#### [Texto apresentado]
———
A CULTURA RUSSA E A EUROPA A cultura russa faz parte integrante da cultura europeia. Confundir as decisões de um ditador com o espírito de um povo é não compreender a essência da humanidade e da cultura. Cada nova guerra põe novas questões, mas não pode fazer-nos esquecer a memória histórica e o seu significado. A literatura russa é, aliás, bem ilustrativa da importância dos testemunhos e das reflexões sobre a guerra. Tolstoi e Pushkin muito nos ensinaram nesse domínio, como Dostoievski e Tchekov em matéria de psicologia humana. Os escritores são as melhores testemunhas das suas épocas. E muitos grandes artistas russos têm sido, ao longo dos tempos, dos melhores intérpretes da vida humana. Lembremo-nos de Berdiaev e da compreensão profunda da existência humana. E não esqueçamos que a identidade de Kiev e da atual Ucrânia estão no coração histórico da civilização russa, com um rico património, que está a ser destruído. E eis que não poderemos cultivar animosidade que atinja a sublime cultura eslava na sua diversidade. A grande Rússia é um complexo caleidoscópio, uma simbiose, ligada a uma história complexa, entre a tradição da Rus e a presença dos mongóis da Horda do Ouro, uma mistura de eslavos, fino-úgricos, alanos e turcos.
QUE FUTURO DA EUROPA? O futuro da Europa dependerá de um modus vivendi abrangendo a galáxia eslava, que em lugar da lógica imperial, deverá basear-se no respeito da Carta das Nações Unidas, na democracia, no Direito Internacional e nos direitos humanos. A Ucrânia constitui um caso especial de convergência entre as raízes culturais da Rússia, como herdeira da segunda Roma (Bizâncio), e as tradições dos povos ocidentais, que integraram a Polónia e o Imperio Austo-húngaro. A comunidade internacional tem de contrariar energicamente a lógica da guerra, do ressentimento e da mútua humilhação. A barbárie não pode continuar a impor-se à civilização. Andrei Kourkov, escritor de língua russa, defende a causa ucraniana, rebelando-se contra a guerra total e a destruição de teatros, museus, hospitais e escolas, património comum da humanidade. Não é só a Ucrânia a estar em causa. Eis por que faz sentido, o apoio aos cidadãos russos ilustrados e democráticos e o acompanhamento das consequências das sanções económicas, de modo a criar condições concretas para uma saída do conflito que limite as consequências desumanas. “A liberdade do homem distingue-se de qualquer outra força, porque é reconhecida pela nossa consciência, mas aos olhos da razão em nada se distingue das outras”. Foi Tolstoi quem o disse, no fecho do seu romance maior.
Guilherme d'Oliveira Martins
Oiça aqui as minhas sugestões – Ensaio Geral, Rádio Renascença
A guerra da Ucrânia está a pôr em grave perigo um património cultural de valor incalculável, que aqui referimos. É a humanidade que está em causa, uma vez que a memória histórica é a memória das pessoas e das culturas.
———
#### [Dados]
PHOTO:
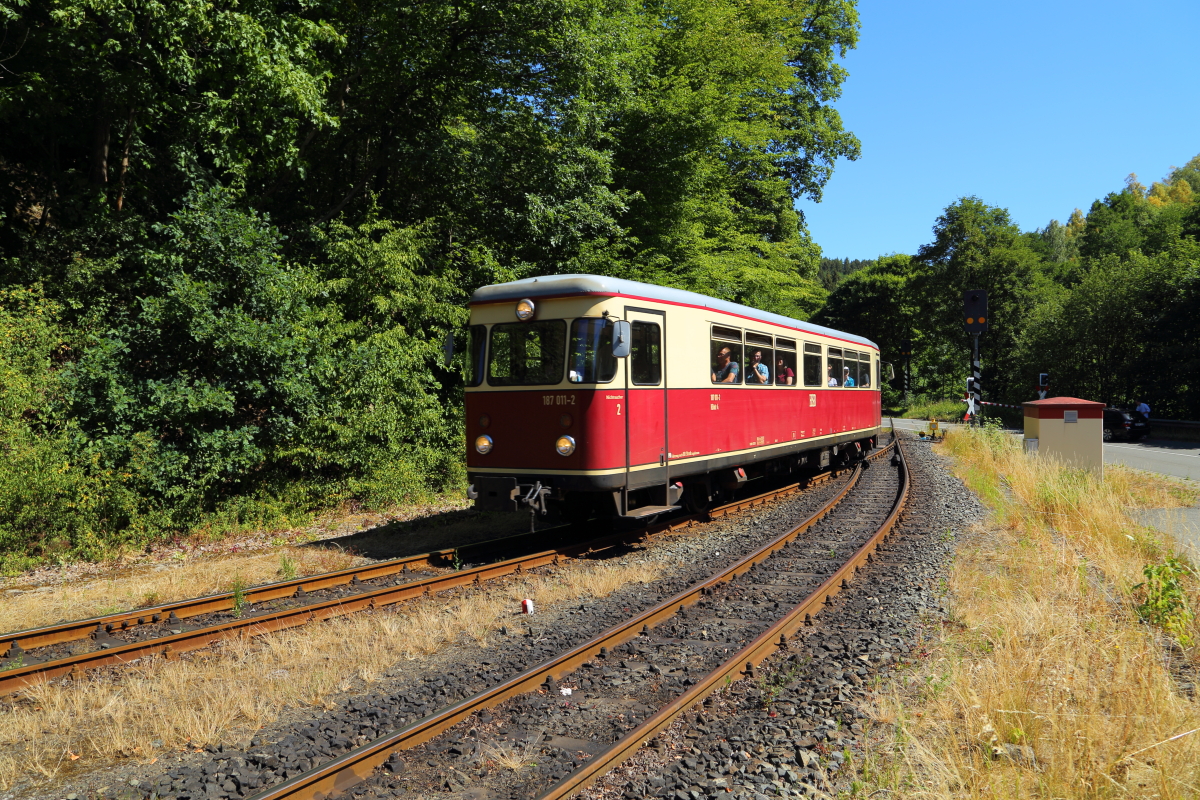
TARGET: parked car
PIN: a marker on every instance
(1123, 426)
———
#### [Tarefas]
[1] Responda a estas perguntas sobre o texto acerca da cultura russa e da Europa:
(a) Em que deverá basear-se o modus vivendi que abranja a galáxia eslava, em lugar da lógica imperial?
(b) Que escritores são apontados como mestres em matéria de psicologia humana?
(c) Contra a destruição de que lugares se rebela Andrei Kourkov?
[2] Segundo o texto sobre a cultura russa e a Europa, porque faz sentido apoiar os cidadãos russos ilustrados e democráticos e acompanhar as consequências das sanções económicas? Responda em uma a três frases.
[3] Dê continuação ao texto sobre a cultura russa e a Europa a partir do ponto em que termina.
A listagem não é precisa para nada do que aqui se pede.

#### [Respostas por tarefa]
[1]
(a) No respeito da Carta das Nações Unidas, na democracia, no Direito Internacional e nos direitos humanos.
(b) Dostoievski e Tchekov.
(c) Teatros, museus, hospitais e escolas.

[2] Faz sentido porque não é só a Ucrânia que está em causa. Esse apoio e esse acompanhamento servem para criar condições concretas para uma saída do conflito que limite as consequências desumanas.

[3]
CULTURA EM PERIGO! Quando o património cultural está em perigo é a própria humanidade a estar em causa. E temos insistido em que não falamos de pedras mortas, mas de pessoas, como pedras vivas, na expressão do “nosso” António Sérgio, mas também de Rabelais. Longe do entendimento tradicional de um património visto como referência do passado, falamos de uma realidade viva, que abrange transversalmente todos os domínios dos direitos humanos. Quando a Diretora-Geral da UNESCO Audrey Azoulay lançou um dramático alerta a propósito dos bombardeamentos indiscriminados a que temos assistido nas últimas semanas na Ucrânia, afirmou expressamente: “Devemos salvaguardar este património cultural, como testemunho do passado mas também como vetor de paz para o futuro, que a comunidade internacional tem o dever de proteger e preservar para as gerações futuras. É também para proteger o futuro que as instituições de ensino devem ser consideradas santuários”.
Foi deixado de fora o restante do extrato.